*TASK STATEMENT*: The entries below should be written out again exactly as they stand.
'''
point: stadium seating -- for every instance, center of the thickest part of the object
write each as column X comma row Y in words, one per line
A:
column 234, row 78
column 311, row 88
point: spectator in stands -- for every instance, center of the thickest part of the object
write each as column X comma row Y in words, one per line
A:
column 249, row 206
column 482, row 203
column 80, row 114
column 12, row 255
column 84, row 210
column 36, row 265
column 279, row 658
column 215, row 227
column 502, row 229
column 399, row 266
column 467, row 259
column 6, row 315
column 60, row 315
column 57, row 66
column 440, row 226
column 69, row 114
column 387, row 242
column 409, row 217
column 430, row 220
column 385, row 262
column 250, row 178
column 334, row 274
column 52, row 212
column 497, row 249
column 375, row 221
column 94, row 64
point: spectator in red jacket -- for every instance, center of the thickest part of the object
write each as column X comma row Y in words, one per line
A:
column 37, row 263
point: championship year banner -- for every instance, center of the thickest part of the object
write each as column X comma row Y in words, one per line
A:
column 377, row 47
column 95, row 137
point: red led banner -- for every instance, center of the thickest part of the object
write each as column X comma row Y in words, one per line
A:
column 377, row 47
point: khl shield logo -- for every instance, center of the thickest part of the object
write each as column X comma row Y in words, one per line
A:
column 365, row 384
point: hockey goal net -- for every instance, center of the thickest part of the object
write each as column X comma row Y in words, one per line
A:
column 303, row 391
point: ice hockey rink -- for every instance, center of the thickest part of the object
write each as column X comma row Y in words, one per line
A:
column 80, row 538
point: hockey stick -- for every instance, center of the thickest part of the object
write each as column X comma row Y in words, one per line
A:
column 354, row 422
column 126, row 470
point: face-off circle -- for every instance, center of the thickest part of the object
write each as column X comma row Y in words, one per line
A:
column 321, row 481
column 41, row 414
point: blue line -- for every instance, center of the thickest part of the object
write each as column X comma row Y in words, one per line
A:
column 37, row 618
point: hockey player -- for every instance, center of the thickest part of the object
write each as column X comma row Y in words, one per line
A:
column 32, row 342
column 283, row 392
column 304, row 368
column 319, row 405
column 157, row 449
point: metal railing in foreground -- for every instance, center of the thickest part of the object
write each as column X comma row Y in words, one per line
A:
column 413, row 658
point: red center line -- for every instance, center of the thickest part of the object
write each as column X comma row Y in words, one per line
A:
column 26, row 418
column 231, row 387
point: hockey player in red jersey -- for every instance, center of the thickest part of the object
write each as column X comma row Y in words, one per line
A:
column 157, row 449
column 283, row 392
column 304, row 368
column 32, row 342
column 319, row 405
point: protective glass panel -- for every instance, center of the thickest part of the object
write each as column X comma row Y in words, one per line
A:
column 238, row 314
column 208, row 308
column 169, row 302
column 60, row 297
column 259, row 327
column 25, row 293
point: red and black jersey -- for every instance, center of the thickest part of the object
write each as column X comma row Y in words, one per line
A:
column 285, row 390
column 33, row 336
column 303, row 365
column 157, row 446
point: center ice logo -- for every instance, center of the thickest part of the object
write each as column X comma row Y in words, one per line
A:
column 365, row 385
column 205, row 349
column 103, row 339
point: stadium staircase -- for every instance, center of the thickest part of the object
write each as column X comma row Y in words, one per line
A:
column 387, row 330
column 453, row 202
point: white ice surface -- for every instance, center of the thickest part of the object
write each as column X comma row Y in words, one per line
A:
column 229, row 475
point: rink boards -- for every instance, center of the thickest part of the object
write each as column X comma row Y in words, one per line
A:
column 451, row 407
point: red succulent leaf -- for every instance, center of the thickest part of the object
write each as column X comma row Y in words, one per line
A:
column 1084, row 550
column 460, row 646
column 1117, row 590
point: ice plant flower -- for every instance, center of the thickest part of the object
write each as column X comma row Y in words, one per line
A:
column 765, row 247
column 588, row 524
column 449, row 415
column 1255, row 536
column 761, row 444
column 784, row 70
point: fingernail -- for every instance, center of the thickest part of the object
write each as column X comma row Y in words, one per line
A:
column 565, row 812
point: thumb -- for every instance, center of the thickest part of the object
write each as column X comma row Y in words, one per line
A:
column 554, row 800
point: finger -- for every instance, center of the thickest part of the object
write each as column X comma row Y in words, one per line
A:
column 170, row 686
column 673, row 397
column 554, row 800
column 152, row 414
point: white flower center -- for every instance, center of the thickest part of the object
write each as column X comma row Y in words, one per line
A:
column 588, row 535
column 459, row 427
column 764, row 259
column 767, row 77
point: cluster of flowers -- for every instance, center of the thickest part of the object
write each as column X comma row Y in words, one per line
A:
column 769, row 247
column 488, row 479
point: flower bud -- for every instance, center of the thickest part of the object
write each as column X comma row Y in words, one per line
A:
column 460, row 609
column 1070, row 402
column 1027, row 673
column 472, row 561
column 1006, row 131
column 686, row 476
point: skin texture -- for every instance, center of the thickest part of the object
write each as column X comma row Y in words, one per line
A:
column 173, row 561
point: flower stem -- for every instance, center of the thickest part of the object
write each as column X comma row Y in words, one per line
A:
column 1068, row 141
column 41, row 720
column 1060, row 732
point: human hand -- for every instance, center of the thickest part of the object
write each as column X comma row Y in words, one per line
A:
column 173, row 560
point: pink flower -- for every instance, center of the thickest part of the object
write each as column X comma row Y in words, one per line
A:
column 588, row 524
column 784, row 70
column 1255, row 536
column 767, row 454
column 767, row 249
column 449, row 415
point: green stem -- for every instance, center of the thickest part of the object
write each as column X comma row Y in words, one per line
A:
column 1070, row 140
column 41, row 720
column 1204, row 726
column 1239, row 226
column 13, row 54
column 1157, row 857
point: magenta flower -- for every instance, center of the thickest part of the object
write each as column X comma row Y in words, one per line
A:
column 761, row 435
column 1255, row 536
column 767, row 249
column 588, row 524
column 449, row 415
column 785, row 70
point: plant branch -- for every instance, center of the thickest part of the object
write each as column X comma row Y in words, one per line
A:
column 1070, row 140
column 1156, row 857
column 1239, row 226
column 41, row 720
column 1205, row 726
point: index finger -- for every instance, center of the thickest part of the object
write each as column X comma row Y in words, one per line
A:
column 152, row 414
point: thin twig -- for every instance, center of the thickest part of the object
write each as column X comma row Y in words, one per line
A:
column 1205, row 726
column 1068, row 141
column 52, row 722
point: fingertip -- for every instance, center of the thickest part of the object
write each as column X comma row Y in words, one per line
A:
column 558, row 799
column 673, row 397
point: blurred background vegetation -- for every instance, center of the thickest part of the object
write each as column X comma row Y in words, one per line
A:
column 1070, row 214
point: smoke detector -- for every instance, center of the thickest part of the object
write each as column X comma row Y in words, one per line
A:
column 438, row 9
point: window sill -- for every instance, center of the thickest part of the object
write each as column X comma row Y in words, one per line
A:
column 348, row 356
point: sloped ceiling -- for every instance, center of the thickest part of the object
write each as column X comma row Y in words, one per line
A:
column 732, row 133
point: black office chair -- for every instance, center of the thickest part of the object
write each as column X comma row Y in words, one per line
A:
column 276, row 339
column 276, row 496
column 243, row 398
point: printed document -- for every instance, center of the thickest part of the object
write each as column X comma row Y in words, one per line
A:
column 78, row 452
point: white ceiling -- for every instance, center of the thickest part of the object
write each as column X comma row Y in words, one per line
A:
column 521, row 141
'''
*EXPECTED ANSWER*:
point: stadium seating -- for every instance, center of the thickest part of the object
write each as column X comma row Y in words, one per line
A:
column 234, row 78
column 311, row 88
point: spectator in stands -- for every instance, center of the thickest part of the object
write each as column X comma row Y in words, one per line
A:
column 249, row 206
column 482, row 203
column 80, row 114
column 12, row 255
column 84, row 210
column 36, row 265
column 279, row 658
column 215, row 227
column 502, row 229
column 399, row 266
column 467, row 259
column 6, row 315
column 60, row 315
column 57, row 66
column 440, row 226
column 69, row 114
column 387, row 242
column 409, row 217
column 430, row 220
column 385, row 262
column 250, row 178
column 334, row 274
column 52, row 212
column 497, row 249
column 375, row 221
column 94, row 64
point: spectator in red jacket -- for every instance, center of the thickest part of the object
write each as column X comma row Y in words, one per line
A:
column 37, row 263
point: championship year banner -- for every instance, center of the thickest part of the object
write each as column X comma row Y in words, one per line
A:
column 377, row 47
column 95, row 137
point: red led banner -- for every instance, center of the thickest part of the object
write each as column X comma row Y in words, one per line
A:
column 377, row 47
point: khl shield logo -- for every instance, center of the thickest part of the object
write each as column X comma row Y in words, one per line
A:
column 365, row 384
point: hockey goal net -- for every instance, center of the thickest part of the object
write each as column X comma row Y in words, one per line
A:
column 303, row 391
point: ice hockey rink -- for every instance, center of the thickest part of the object
write each as column X comma row Y in words, one per line
A:
column 80, row 538
point: hockey stick -- for every instance, center of the thickest part of the object
write each as column X comma row Y in words, one per line
A:
column 354, row 422
column 126, row 470
point: face-off circle -- for every instance, center of the thickest part of the object
write each as column X comma row Y in words, one per line
A:
column 321, row 481
column 41, row 414
point: blue line -- for every instance, center of the thickest part of the object
write each as column X comma row Y in words, one per line
A:
column 37, row 618
point: hockey player -- for every instance, center of the thickest part of the object
write each as column X comma row Y in words, one per line
A:
column 32, row 342
column 283, row 392
column 304, row 368
column 319, row 405
column 157, row 449
point: metal railing in foreground -- for every instance, center of the thickest part of the object
write each as column X comma row Y in words, one per line
A:
column 413, row 658
point: red center line -- for every instance, center of the thickest part of the object
write each as column X comma row Y in words, one per line
A:
column 26, row 418
column 231, row 387
point: hockey player in red jersey -- for every instance, center of the thickest part of the object
write each as column X comma row Y in words, one per line
A:
column 157, row 449
column 283, row 392
column 304, row 368
column 32, row 342
column 319, row 405
point: protective glass panel -- for every instance, center of the thickest part of the object
write each as column X comma row Y in words, one per line
A:
column 238, row 314
column 208, row 308
column 169, row 302
column 60, row 297
column 259, row 327
column 25, row 293
point: red and black jersey -- for every instance, center of the thickest part of the object
write each as column X comma row Y in words, one per line
A:
column 285, row 390
column 33, row 336
column 303, row 365
column 157, row 446
point: center ice logo -- for every instance, center of the thickest part of the object
write each as column X comma row Y in words, one per line
A:
column 365, row 385
column 205, row 349
column 103, row 339
point: stadium staircase -- for every instance, center of the thickest part of the object
write each as column X comma row Y in words, one per line
A:
column 387, row 330
column 453, row 202
point: white ice surface -- for every instance, center of the thickest part of the object
write each as column X comma row Y in words, one per line
A:
column 229, row 475
point: rink boards -- for every instance, center of the thickest part of the object
write each as column X comma row Y in words, one per line
A:
column 451, row 407
point: red succulent leaf -- for every instance, center of the thickest part of the object
write each as column X comma row Y in words, one per line
A:
column 1084, row 550
column 460, row 646
column 1117, row 590
point: ice plant flower -- for every instance, center of the thickest part of the object
write each as column X comma row Y in words, one per line
A:
column 765, row 247
column 588, row 524
column 449, row 415
column 1255, row 536
column 761, row 444
column 784, row 70
point: fingernail -- for every instance, center of the thickest part of the object
write each as column X comma row Y in words, one per line
A:
column 565, row 812
point: thumb -- for every instance, center of the thickest part of the object
write each as column X comma row Y in words, one per line
A:
column 554, row 800
point: finger -- for every instance, center of the thickest part of the object
write each as column X comma row Y in words, one per line
A:
column 170, row 686
column 673, row 397
column 554, row 800
column 152, row 414
point: white flower center -- for every instance, center of the thickest part of the object
write each as column X comma row Y in words, one per line
A:
column 588, row 535
column 459, row 427
column 764, row 259
column 767, row 77
point: cluster of flowers -- for every instance, center of the thickest part of the object
write each as column X comma row Y in words, one per line
A:
column 769, row 247
column 488, row 479
point: flower bud -- for every instance, center of the thickest part of the object
write each as column X comma row Y in words, one per line
A:
column 460, row 609
column 1070, row 402
column 1027, row 673
column 472, row 561
column 1006, row 131
column 686, row 476
point: skin texture -- for every instance, center of the thickest part of the object
write each as column X comma row Y in words, one per line
A:
column 173, row 561
point: flower stem -- for every instance, center of the thickest part of the object
write each as column X comma row Y in words, one per line
A:
column 1068, row 141
column 41, row 720
column 1060, row 732
point: human hand -- for every instance, center of the thickest part of the object
write each as column X comma row Y in words, one per line
A:
column 173, row 560
point: pink flower -- for every instance, center of the thickest part of the object
write each as column X comma row Y in words, one per line
A:
column 588, row 524
column 784, row 70
column 1255, row 536
column 767, row 454
column 767, row 249
column 449, row 415
point: green stem -- for every instance, center of the thickest part of the object
write each as column X comma row Y in words, one per line
A:
column 1070, row 140
column 41, row 720
column 1204, row 726
column 1239, row 226
column 13, row 54
column 1157, row 857
point: magenta flower -- for every instance, center of the thickest part of the object
write each as column X comma row Y in words, one per line
A:
column 761, row 435
column 1255, row 536
column 767, row 249
column 588, row 524
column 449, row 415
column 785, row 70
point: plant branch -- for every instance, center of the thickest part of the object
write each as column X comma row Y in words, one per line
A:
column 1070, row 140
column 1156, row 857
column 1239, row 226
column 41, row 720
column 1205, row 726
point: index finger -- for every instance, center of the thickest part of the object
write each as column X comma row Y in words, one per line
A:
column 152, row 414
point: thin twig -- for every instance, center of the thickest part of the object
write each as column X comma row Y in words, one per line
A:
column 1205, row 726
column 1068, row 141
column 52, row 722
point: fingertip -- for every instance, center of the thickest part of the object
write each as column X comma row Y in words, one per line
A:
column 558, row 799
column 673, row 397
point: blurred background vegetation -- for every instance, center of the thickest part of the object
write each as column X comma row Y in words, one per line
A:
column 1070, row 214
point: smoke detector -- for every instance, center of the thickest part of the object
write each as column X comma row Y in words, one per line
A:
column 438, row 9
point: window sill -- for every instance, center of the thickest part of the object
write each as column X comma row Y in words, one per line
A:
column 348, row 356
point: sloped ceiling -- for every instance, center of the thickest part of the object
write each as column X comma row Y in words, one per line
A:
column 732, row 133
point: black office chair -- for every instance, center of the thickest part of the object
write each as column X comma row Y in words, one per line
A:
column 276, row 339
column 276, row 496
column 243, row 398
point: printed document -- for every instance, center of the thickest part of the object
write each as column X comma row Y in words, one per line
A:
column 78, row 452
point: white ceiling -- for every instance, center of the thickest part of the object
write each as column X comma row Y in words, one per line
A:
column 521, row 141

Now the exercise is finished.